─── Extracted information

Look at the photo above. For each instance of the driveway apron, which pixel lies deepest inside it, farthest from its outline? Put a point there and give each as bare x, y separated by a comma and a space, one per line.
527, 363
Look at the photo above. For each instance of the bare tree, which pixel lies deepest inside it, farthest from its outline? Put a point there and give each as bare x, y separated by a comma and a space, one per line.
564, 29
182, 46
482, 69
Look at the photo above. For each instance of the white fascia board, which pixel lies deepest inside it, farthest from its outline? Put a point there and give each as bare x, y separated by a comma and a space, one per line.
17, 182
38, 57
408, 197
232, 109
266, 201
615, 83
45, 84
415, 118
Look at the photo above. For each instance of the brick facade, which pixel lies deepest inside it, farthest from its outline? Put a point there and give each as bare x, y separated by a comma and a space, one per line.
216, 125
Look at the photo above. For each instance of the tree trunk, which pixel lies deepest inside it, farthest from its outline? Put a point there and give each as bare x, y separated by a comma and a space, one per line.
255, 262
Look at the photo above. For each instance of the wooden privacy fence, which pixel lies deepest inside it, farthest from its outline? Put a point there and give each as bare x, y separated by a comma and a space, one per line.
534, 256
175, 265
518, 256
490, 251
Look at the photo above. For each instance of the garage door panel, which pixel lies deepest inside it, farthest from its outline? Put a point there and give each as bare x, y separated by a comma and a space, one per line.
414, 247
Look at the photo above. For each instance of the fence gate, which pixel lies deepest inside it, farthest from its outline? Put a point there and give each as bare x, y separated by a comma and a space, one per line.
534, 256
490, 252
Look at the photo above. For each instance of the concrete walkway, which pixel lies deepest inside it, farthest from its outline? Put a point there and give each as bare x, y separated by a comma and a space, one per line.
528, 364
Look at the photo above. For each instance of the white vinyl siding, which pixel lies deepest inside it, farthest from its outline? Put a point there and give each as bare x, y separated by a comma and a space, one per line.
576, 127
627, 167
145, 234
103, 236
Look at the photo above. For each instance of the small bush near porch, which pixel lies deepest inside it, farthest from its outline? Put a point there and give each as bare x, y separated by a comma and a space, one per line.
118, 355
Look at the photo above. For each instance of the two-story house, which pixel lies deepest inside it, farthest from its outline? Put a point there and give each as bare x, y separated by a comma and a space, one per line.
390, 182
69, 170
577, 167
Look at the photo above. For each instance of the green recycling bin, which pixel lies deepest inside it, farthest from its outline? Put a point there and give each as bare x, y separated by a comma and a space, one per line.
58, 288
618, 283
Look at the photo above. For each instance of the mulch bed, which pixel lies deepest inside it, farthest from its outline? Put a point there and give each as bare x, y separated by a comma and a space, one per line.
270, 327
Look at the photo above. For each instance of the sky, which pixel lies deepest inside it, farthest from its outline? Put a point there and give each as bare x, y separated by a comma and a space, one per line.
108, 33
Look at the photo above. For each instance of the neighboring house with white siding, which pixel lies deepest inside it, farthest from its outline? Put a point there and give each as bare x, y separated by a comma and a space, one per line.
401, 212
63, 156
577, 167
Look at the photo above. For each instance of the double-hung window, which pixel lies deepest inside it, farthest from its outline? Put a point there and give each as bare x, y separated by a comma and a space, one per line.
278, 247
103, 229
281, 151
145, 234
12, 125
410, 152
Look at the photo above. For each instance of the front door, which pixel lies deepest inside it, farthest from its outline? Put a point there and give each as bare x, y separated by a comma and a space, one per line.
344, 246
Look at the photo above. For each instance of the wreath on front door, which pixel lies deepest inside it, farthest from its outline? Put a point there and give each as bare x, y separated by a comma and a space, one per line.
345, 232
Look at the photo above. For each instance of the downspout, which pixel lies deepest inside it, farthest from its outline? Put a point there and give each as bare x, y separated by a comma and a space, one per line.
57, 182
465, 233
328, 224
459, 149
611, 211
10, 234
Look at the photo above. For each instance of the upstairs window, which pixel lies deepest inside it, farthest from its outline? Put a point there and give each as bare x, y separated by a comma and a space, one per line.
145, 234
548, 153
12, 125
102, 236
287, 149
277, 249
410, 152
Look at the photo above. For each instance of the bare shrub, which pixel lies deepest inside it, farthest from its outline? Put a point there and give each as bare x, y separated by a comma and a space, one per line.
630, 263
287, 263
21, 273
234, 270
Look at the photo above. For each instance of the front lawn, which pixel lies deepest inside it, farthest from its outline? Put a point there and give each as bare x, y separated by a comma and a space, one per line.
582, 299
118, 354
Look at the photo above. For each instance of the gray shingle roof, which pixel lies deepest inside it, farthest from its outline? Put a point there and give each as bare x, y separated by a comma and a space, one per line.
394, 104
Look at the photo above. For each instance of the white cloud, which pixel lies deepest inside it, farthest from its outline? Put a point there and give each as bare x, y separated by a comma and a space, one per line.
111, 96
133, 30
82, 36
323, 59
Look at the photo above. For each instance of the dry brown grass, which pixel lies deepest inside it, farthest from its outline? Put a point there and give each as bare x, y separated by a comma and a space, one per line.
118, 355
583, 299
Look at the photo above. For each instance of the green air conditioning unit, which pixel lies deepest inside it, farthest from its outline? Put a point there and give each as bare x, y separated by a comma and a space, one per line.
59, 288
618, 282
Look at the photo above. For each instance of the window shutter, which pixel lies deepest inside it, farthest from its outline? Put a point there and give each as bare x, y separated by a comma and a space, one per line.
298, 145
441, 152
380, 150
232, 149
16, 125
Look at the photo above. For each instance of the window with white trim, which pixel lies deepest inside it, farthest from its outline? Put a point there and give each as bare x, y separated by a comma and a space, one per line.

──────

▸ **Required work**: Restate the records, all of them, precisely as written.

▸ **Answer to the task**:
Look at the photo above. For each instance of the driveway apron, which pixel lies deepest inside it, farthest from its outline? Put a point there and give each as bare x, y separated by a comma and a space, one per line.
527, 363
Look at the photo above. For each instance of the bare tree, which pixel lies deepest inside it, farthest from its outline? Put a point there and give each as bare x, y separated by a comma and a space, one per line.
564, 29
182, 46
482, 69
Look at the photo above. For each instance of the white fascia board, which pixel lies deepest inside it, farthest from its outline? Put a point there and give each as bare x, y separated by a comma and a space, one per line.
17, 182
38, 57
408, 197
232, 109
266, 201
615, 83
45, 84
415, 118
Look at the photo above. For each instance of the brick facade, which pixel lies deepest inside it, farthest from its outline? Put a point there and give each as bare x, y separated by a comma and a space, one per line.
216, 125
Look at the photo above. For each instance of the tree trunk, which pixel lies deepest inside it, farthest from its outline? Put a point there and give each as bare x, y separated by a comma and a space, one per line.
255, 262
Look at the photo above. For each instance of the wooden privacy fence, which pixel lies deepest inside it, farthest from its outline? Put a point there and give each as bare x, y separated by a comma and a space, one per line.
534, 256
175, 265
518, 256
490, 251
Look at the photo above. For each instance of the garage door panel, which pixel lies deepest inside it, farthest from its outline? Put a point there and give each as bare x, y separated by a comma and a space, one per line.
414, 247
Look at the photo above. For each instance of the fence gate, which pixel lies deepest inside it, farthest from its outline? Put a point there and give each as bare x, y separated by a comma and a space, one per line.
534, 256
490, 252
Look at the photo above. For each instance of the concrete walkway, which pixel lies deepest inside it, farthest from its outline? Put a point there and give each as bare x, y separated by a comma and a space, one per line.
528, 364
Look at the photo above. For each instance of the white vinyl siding, which pixel lies deepest inside it, farthest from its outline? Put a point there and give each as bare x, y separated by a comma and a space, one per line.
576, 127
627, 167
145, 234
103, 236
Look at the photo above. For each instance of the small bush near porch, which pixel lies deepest inside it, farthest from its outline? Put a point there and give each as bare x, y separated by a comma and a space, one per line.
118, 355
Look at the photo above. For each instance of the two-story house, which pixel lies deepest inside it, farthest from its outline? Put a point there and give each as bare x, y separated by a comma and a space, one per line.
390, 182
69, 170
577, 167
Look at the photo above. For each instance of the green recycling bin, which pixel lies deepest inside it, farthest from its outline? Put a point there and give each as bare x, y separated by a comma and a space, one per line.
58, 288
618, 283
Look at the photo above. For each instance of the mulch bed, which pixel lies deepest inside it, farthest from its outline? Put a point there and give each as bare x, y separated by a comma and a space, one per line.
270, 327
Look at the photo above. For each instance of the sky, which pixel lies deepest inside it, farthest from its outline? Put a point there and give each as bare x, y separated by a comma and a space, one per line.
108, 33
Look at the photo above. For each instance of the neighboring house with white siding, which pixel lies deepest inside it, farthest from its outline? Put a point there and give each as bare x, y separated by a comma and a space, one per line.
401, 212
63, 156
577, 167
Look at the photo above. For each instance of the double-hung window, which pixel lies deepest inside it, farthest from its outline? Put a point there and give each as bare x, y separated by a comma and a space, one per line.
278, 247
103, 229
281, 151
145, 234
12, 125
410, 152
Look at the photo above. For each instance of the front door, which pixel lies deepest inside it, farthest from its outline? Put a point there and give each as bare x, y separated by a comma and a space, one per line.
344, 246
Look at the photo above. For each instance of the wreath on front door, which pixel lies deepest inside it, farthest from its outline? Put a point there and give each as bare x, y separated by a comma and a space, one per line.
345, 232
Look at the photo above. For each instance of the downspout, which pixel lies deepest inside it, farthest from its outline? Put a point there and give each as bare x, y separated by a comma and a space, one per line.
57, 182
465, 233
328, 224
459, 149
611, 211
10, 234
Look at the photo above. For each instance of the upstairs window, which pixel lies deepest inside it, farthest from its outline? Put a point there and give each as bare x, y separated by a comma and a space, one per line.
145, 234
548, 153
12, 125
102, 236
287, 149
277, 249
410, 152
Look at the photo above. For each instance of the bare shrub, which pixel lies deepest inside it, farthest from its outline? Put a point there and give each as bare x, y separated by a comma and a space, one per line.
630, 263
287, 263
21, 273
234, 270
Look at the photo above. For each instance of the front lawn, which pixel lies deepest inside it, farthest from its outline? Put a point there and give each as bare x, y separated by a comma and a space, one per line.
582, 299
118, 354
Look at the photo above. For each instance of the gray shingle roof, which pixel lies deepest inside it, farthest from its outline? Put a point there and give each as bare x, y separated by a comma and a space, one per line.
394, 104
Look at the photo above. For each instance of the white cloud, which pixel lies deepest inside it, farthest from its outline? Put a point there and give each as bare x, y separated by a comma and a space, one per line.
111, 96
133, 30
82, 36
323, 59
Look at the photo above. For each instance of the dry brown grass, which pixel lies deepest inside it, farthest from its outline? Put a point there and give each as bare x, y separated by a comma and a space, one per line.
118, 355
583, 299
Look at the photo above. For each instance of the green air conditioning unit, which pixel lies deepest inside it, farthest from its outline? Put a point there and give each as bare x, y separated by a comma and a space, one per line.
59, 288
618, 282
Look at the photo above. For each instance of the window shutter, which pixel lies deepest inside it, farthest from its outline? Put a point there and give each as bare x, y separated by a comma and a space, one per line.
298, 145
441, 152
380, 150
232, 149
16, 125
Look at the photo above. For each instance of the window with white trim, which pixel lies deepest inside it, farthest from its outline? Put a point there and give each as bare x, y separated by a comma and a space, one per line.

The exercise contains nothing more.